» EXERCISE REQUIREMENTS: Arrange the lines beginning with the one that contains "In this exercise you will find the green" and stopping after the one that contains "[1185, 808]" as a two-column CSV with the headers text and answer, one row per text and its answer, each in a single quoted field with line breaks replaced by spaces. Leave the picture out.

[Start DATA SECTION]

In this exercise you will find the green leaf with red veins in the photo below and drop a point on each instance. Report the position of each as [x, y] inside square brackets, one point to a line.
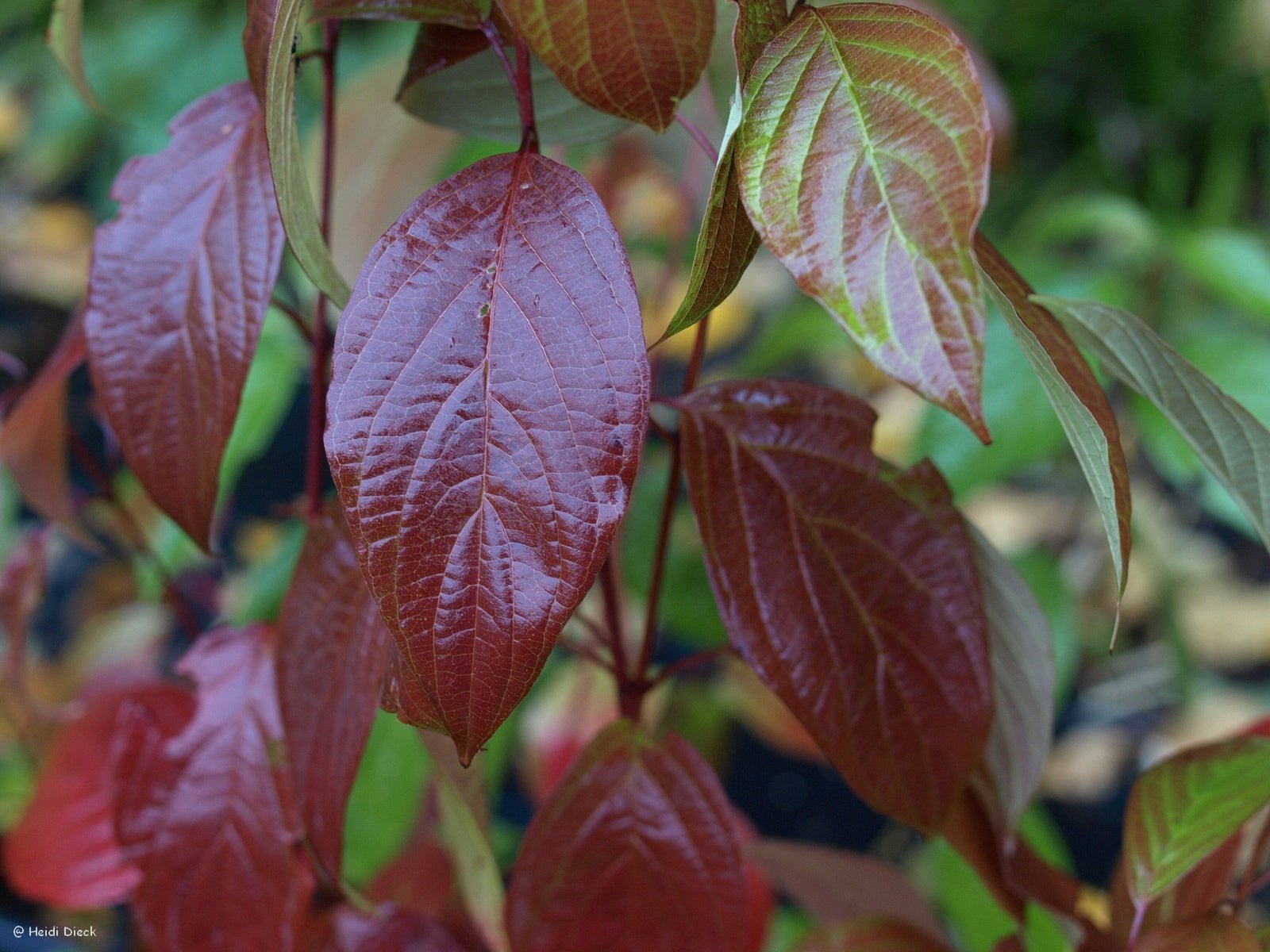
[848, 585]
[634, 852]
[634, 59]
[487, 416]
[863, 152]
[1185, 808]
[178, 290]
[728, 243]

[End DATA SECTION]
[Start DATA SECTION]

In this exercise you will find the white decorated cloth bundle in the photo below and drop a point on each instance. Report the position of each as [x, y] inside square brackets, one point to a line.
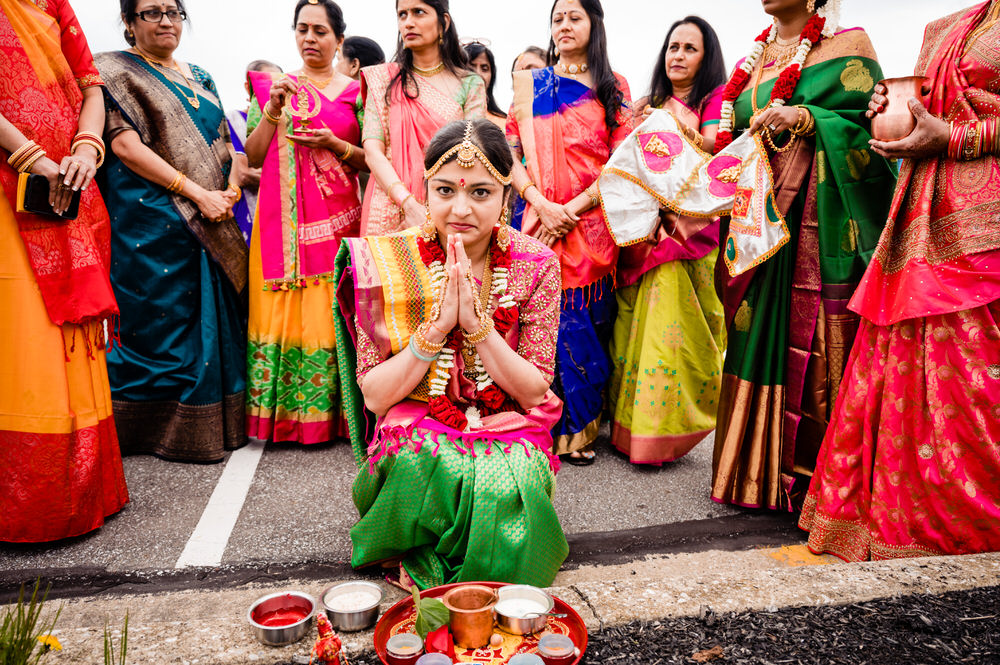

[End DATA SECTION]

» ANSWER TO THE EXERCISE:
text,answer
"In this exercise you will find the green leaf with red veins in the photo below and drop a point on each instance. Report the position of each as [x, y] inside square brackets, one point to a line.","[848, 585] [634, 852] [634, 59] [487, 416] [863, 152] [1185, 808]"